Wireless power transfer using Inductive coupling technology.
Inductive coupling refers to the transfer of energy from one
circuit component to another through a shared magnetic field. A
change in current flow through one device induces current flow in
the other device. The two devices may be physically contained in a
single unit, as in the primary and secondary sides of a
transformer, or may be separated as in the antenna on a transmitter
and a receiver. Coupling may be intentional or unintentional.
Unintentional coupling is called cross-talk, and is a form of
interference. Using intelligent inductive power technology
overcomes historic limitations of inductive coupling by using
resonance-seeking circuitry that dynamically seeks and optimizes
power transfer under multiple, varying load conditions and spatial
configurations. Conventional inductive coupling typically requires
careful "tuning" of the power supply circuit with the device being
powered. Only minor variations in the physical positioning and
power requirements of the inductively powered devices are
tolerated. Any variation in either the load or the positioning of
the power supply relative to the device can severely impact
performance. This method of contact is shown if FIG. 2.
[0039] The inductive coupling technology includes an intelligent
feedback and control system, communicating with individual devices
in real time, which allows the technology to determine not only
power needs, but also factors such as age of a battery or device
and charging lifecycles on an individual basis in order to supply
the optimal amount of power to keep a device at peak efficiency.
For example, in an accessory rail application, a primary coil could
be embedded into the mounting rail and the secondary coil could be
embedded in the accessory's rail grabber. This would facilitate
wireless power transfer and the ability to attach or remove various
accessories to the rail system. This capability can be utilized to
produce a very robust and flexible power distribution system for
equipment operated in harsh environments. The technology is robust
and could be effectively integrated with modern weapon systems to
lighten the warfighters' load.

::::

Short exercise A
Answer these questions from the text on inductive coupling:
(i) What is unintentional coupling called?
(ii) What does conventional inductive coupling typically require?
(iii) In the accessory rail application, where could the secondary coil be embedded?
The text on inductive coupling and the records have nothing to do with each other.

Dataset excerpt
::::

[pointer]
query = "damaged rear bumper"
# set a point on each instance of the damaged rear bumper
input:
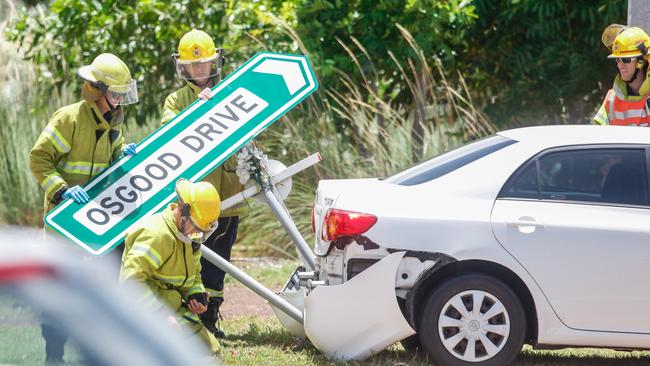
(354, 320)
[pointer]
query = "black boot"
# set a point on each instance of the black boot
(211, 317)
(55, 339)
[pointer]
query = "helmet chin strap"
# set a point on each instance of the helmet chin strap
(110, 106)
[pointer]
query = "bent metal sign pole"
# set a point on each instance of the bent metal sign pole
(190, 146)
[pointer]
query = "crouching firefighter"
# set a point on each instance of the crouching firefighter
(163, 255)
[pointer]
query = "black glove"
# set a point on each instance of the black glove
(200, 297)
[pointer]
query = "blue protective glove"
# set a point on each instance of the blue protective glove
(129, 150)
(77, 194)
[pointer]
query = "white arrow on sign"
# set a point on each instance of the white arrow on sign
(290, 72)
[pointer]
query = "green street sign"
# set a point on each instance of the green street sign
(190, 146)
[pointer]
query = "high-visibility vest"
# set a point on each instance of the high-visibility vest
(623, 112)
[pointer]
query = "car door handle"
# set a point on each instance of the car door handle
(526, 225)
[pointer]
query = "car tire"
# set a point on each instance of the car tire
(449, 325)
(411, 343)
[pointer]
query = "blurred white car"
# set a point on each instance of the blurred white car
(536, 235)
(81, 295)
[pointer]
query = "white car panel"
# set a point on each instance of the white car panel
(583, 264)
(588, 259)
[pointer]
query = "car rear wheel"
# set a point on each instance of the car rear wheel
(472, 320)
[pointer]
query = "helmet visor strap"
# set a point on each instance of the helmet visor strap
(124, 94)
(625, 60)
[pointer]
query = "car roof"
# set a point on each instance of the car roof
(557, 135)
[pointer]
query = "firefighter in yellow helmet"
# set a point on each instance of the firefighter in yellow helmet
(627, 102)
(163, 255)
(198, 62)
(79, 142)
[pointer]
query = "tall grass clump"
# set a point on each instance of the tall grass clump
(23, 114)
(361, 131)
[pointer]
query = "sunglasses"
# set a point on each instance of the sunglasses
(116, 95)
(626, 60)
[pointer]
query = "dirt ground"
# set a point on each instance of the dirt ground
(240, 301)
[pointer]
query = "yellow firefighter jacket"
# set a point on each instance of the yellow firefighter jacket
(167, 267)
(77, 144)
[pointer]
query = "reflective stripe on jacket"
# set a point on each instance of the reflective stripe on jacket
(77, 144)
(223, 178)
(167, 268)
(626, 112)
(155, 257)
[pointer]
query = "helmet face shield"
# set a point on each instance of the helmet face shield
(123, 94)
(199, 71)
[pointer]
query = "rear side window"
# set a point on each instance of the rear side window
(449, 161)
(614, 176)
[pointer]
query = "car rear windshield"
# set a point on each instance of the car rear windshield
(449, 161)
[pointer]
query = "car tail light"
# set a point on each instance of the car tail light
(24, 271)
(340, 223)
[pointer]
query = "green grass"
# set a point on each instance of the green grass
(273, 273)
(21, 342)
(255, 340)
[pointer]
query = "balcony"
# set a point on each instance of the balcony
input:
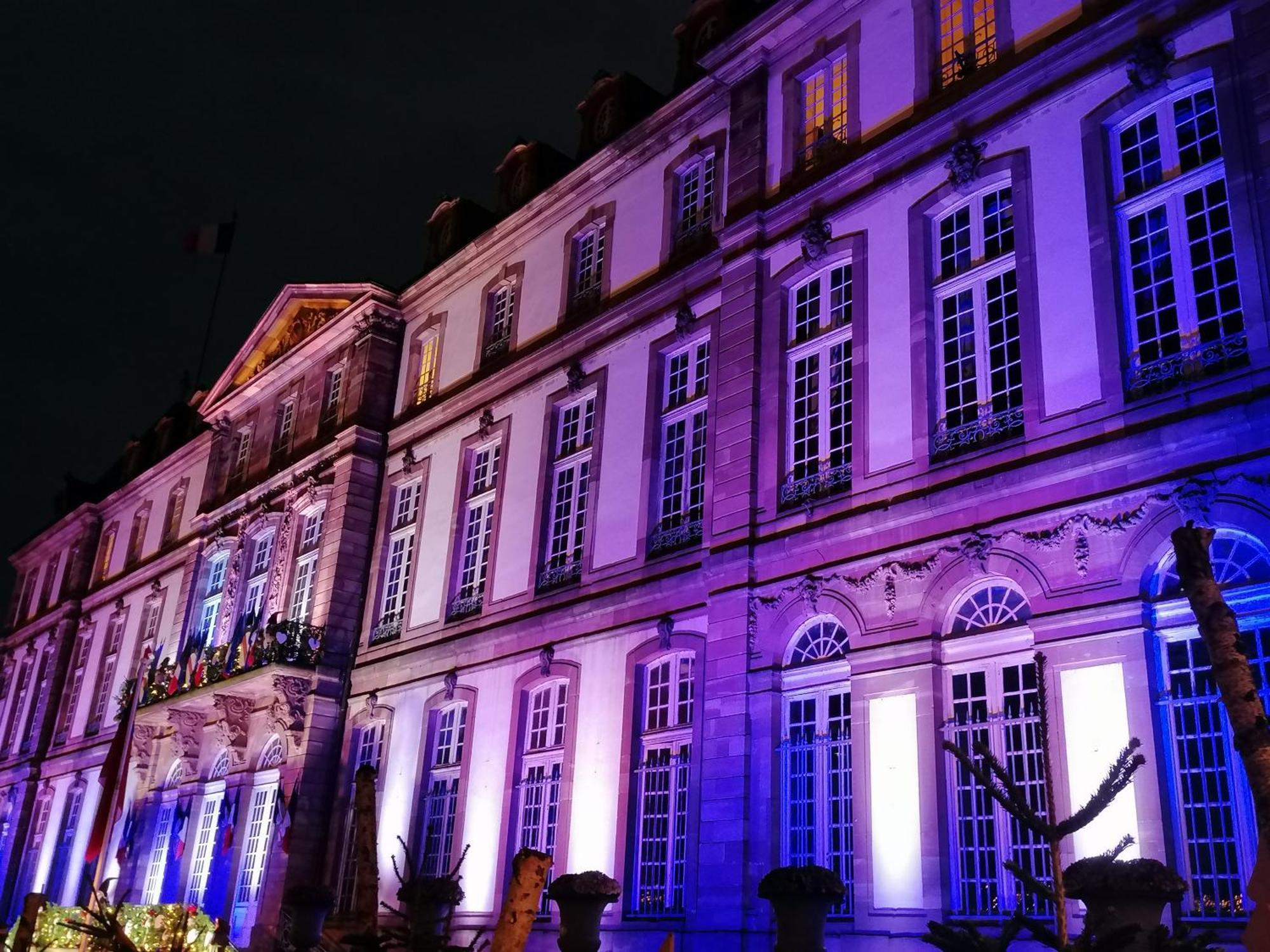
(1194, 361)
(554, 577)
(990, 428)
(285, 643)
(826, 482)
(674, 538)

::::

Short exercise B
Count the lines of the records that contain the string "clump", matching case exactly, and give only the number.

Result A
(i) Cross-talk.
(ii) Careful "tuning" of the power supply circuit with the device being powered.
(iii) In the accessory's rail grabber.

Result B
2